§ SOURCE DOCUMENT:
▶
# Lighting issue at large planted tank -274G (72x30x30")



## bammbamm (May 12, 2006)

Hey all,

Even i'm member in this forum since while, this is my post here. I have nearly read all "Lighting" posts but i couldnt find any solution for my own problem. I set up my new tank month ago and i have brown algea covered at the surface of the substrate. The cause seems like lack of lighting in my tank. I have now two solutions maybe you can help me to choose one.

Tank Specs:
- Size : 180x75x75h (cm) / 72x30x30"(h) [1012L / 274G]
- Lighting : 3x 150W HQI (Sylvania Aquaarc 10000K) + 4x 58W T8 tube (Philips TLD 950 5300K)
10 hours/day (5h lighting+ 3h break +5h lighting)
(You can check those links for bulb details)
http://www.sylvania-lamps.com/catalog/index.php?id=1783
http://www.lighting.philips.com/gl_en/catalogue
- Substrate : Flourite(bottom) + 1-3mm Quartz sand
- Fertilizing : DIY NPK + Flourish (3x/week)
Pressurized CO2 + pH controller (kH=8.0 , pH=6.9)
- Temp. : 26C

Additional info, there is a tick substrate layer in the tank, the deepest point is 57cm(22.5") [water surface to substrate surface].

I think the wattage of ligthing is a bit low for this tank (there is both brown algea and very slow growth of plants, even Rotala Rotundifolia is growing slowly).And also im not sure about those bulb's K temperatures. As i cant find ADA's and Astralux's 8000K HQI here in Turkey, i prefered those 10000K bulbs to avoid yellowish look. You can check this link to see PAR values of Sylvania Aquaarc HQI: http://www.advancedaquarist.com/issues/nov2002/feature2.htm

I hope i could give enoug info about the system, now i have two solutions:

First solution, upgrading ligtning system by keeping HQI lighting.Such as:
-3x 250W HQI + 2x 150W HQI (in that case all bulbs have to be same that prevent using bulbs with different K tempertures, it may affect plant growth in bad way. Heat problem may occur)
◀
§ AVAILABLE DATA:
▶
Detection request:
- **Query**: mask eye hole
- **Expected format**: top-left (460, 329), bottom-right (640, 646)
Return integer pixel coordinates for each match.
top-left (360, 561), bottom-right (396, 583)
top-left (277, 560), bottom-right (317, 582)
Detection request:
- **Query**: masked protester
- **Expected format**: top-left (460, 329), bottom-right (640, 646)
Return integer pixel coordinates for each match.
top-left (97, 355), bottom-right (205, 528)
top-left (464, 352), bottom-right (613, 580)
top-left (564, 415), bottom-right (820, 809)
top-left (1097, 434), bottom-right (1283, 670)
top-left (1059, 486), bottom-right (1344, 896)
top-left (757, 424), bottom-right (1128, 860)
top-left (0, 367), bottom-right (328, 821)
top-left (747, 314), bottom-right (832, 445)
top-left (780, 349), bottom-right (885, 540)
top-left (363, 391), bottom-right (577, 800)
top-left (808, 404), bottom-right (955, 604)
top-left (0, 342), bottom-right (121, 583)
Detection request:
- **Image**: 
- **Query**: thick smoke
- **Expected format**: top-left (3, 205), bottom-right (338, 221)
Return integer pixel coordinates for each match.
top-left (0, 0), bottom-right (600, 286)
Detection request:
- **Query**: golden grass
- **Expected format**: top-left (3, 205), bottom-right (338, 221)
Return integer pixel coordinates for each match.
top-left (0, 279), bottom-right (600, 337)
◀
§ TASK LIST:
- a) In the forum thread on the lighting issue, why did the poster pick 10000K bulbs for the HQI fixtures? Answer in one to three sentences.
- b) Retype all four entries, from the one querying "mask eye hole" through the one querying "golden grass", character for character.

§ TASK-BY-TASK SOLUTIONS:
- a) The poster could not find ADA's or Astralux's 8000K HQI bulbs in Turkey. The 10000K bulbs were chosen to avoid a yellowish look.

- b)
Detection request:
- **Query**: mask eye hole
- **Expected format**: top-left (460, 329), bottom-right (640, 646)
Return integer pixel coordinates for each match.
top-left (360, 561), bottom-right (396, 583)
top-left (277, 560), bottom-right (317, 582)
Detection request:
- **Query**: masked protester
- **Expected format**: top-left (460, 329), bottom-right (640, 646)
Return integer pixel coordinates for each match.
top-left (97, 355), bottom-right (205, 528)
top-left (464, 352), bottom-right (613, 580)
top-left (564, 415), bottom-right (820, 809)
top-left (1097, 434), bottom-right (1283, 670)
top-left (1059, 486), bottom-right (1344, 896)
top-left (757, 424), bottom-right (1128, 860)
top-left (0, 367), bottom-right (328, 821)
top-left (747, 314), bottom-right (832, 445)
top-left (780, 349), bottom-right (885, 540)
top-left (363, 391), bottom-right (577, 800)
top-left (808, 404), bottom-right (955, 604)
top-left (0, 342), bottom-right (121, 583)
Detection request:
- **Image**: 
- **Query**: thick smoke
- **Expected format**: top-left (3, 205), bottom-right (338, 221)
Return integer pixel coordinates for each match.
top-left (0, 0), bottom-right (600, 286)
Detection request:
- **Query**: golden grass
- **Expected format**: top-left (3, 205), bottom-right (338, 221)
Return integer pixel coordinates for each match.
top-left (0, 279), bottom-right (600, 337)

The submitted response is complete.